- WHAT TO WORK ON -
Reproduce verbatim all of the data given below, but do not carry over the images.

Saved entries:
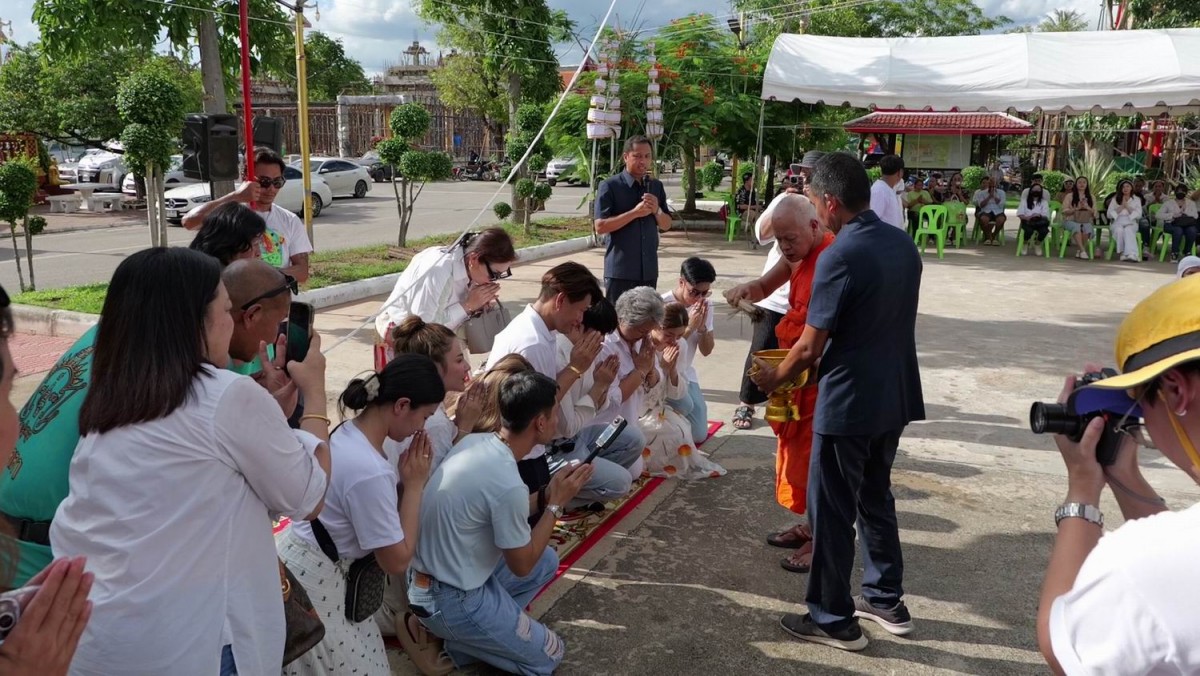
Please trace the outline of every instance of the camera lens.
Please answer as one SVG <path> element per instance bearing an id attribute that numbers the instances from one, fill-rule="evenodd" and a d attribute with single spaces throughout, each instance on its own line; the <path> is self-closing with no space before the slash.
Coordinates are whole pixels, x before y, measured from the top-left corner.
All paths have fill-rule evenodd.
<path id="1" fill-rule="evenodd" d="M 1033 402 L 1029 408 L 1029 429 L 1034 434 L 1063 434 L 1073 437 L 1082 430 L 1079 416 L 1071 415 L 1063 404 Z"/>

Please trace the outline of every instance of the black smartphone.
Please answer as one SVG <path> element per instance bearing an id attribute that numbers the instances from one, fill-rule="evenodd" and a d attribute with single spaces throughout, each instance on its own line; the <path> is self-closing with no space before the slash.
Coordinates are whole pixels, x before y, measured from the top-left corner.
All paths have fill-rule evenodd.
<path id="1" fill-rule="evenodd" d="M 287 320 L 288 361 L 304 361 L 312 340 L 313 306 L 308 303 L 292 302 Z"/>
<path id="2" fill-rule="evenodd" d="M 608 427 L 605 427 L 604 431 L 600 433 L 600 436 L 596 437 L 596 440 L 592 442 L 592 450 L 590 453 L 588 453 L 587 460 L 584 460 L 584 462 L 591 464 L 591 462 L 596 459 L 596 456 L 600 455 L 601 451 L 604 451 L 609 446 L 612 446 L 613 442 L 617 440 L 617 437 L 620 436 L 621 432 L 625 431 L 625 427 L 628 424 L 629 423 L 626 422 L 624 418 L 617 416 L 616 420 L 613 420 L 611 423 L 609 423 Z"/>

- RESPONSE -
Please trace the outline of every instance of the camera lens.
Please answer as one SVG <path> element per instance bearing an id attribute that numbers the instances from one, fill-rule="evenodd" and a d attribute with single spaces throughout, each instance on its own line; the <path> is self-closing with no space before the slash.
Coordinates are whole pixels, x before y, measured from the top-left corner.
All paths have fill-rule evenodd.
<path id="1" fill-rule="evenodd" d="M 1033 402 L 1029 408 L 1029 429 L 1034 434 L 1063 434 L 1073 437 L 1082 430 L 1079 416 L 1071 415 L 1063 404 Z"/>

Please trace the outline of every instance of the black smartphone.
Please answer as one SVG <path> element per instance bearing an id attribute that numbers the instances from one, fill-rule="evenodd" and a d attribute with single spaces throughout, each instance on its own line; the <path> is self-closing with no space before the slash.
Coordinates are whole pixels, x before y, measured from the top-left corner.
All paths have fill-rule evenodd.
<path id="1" fill-rule="evenodd" d="M 287 320 L 288 361 L 304 361 L 312 340 L 313 306 L 308 303 L 292 302 Z"/>
<path id="2" fill-rule="evenodd" d="M 608 427 L 605 427 L 604 431 L 600 433 L 600 436 L 596 437 L 596 440 L 592 442 L 592 450 L 590 453 L 588 453 L 587 460 L 584 460 L 584 462 L 591 464 L 591 462 L 596 459 L 596 456 L 600 455 L 601 451 L 604 451 L 609 446 L 612 446 L 613 442 L 617 440 L 617 437 L 620 436 L 621 432 L 625 431 L 625 427 L 628 424 L 629 423 L 626 422 L 624 418 L 617 416 L 616 420 L 613 420 L 611 423 L 609 423 Z"/>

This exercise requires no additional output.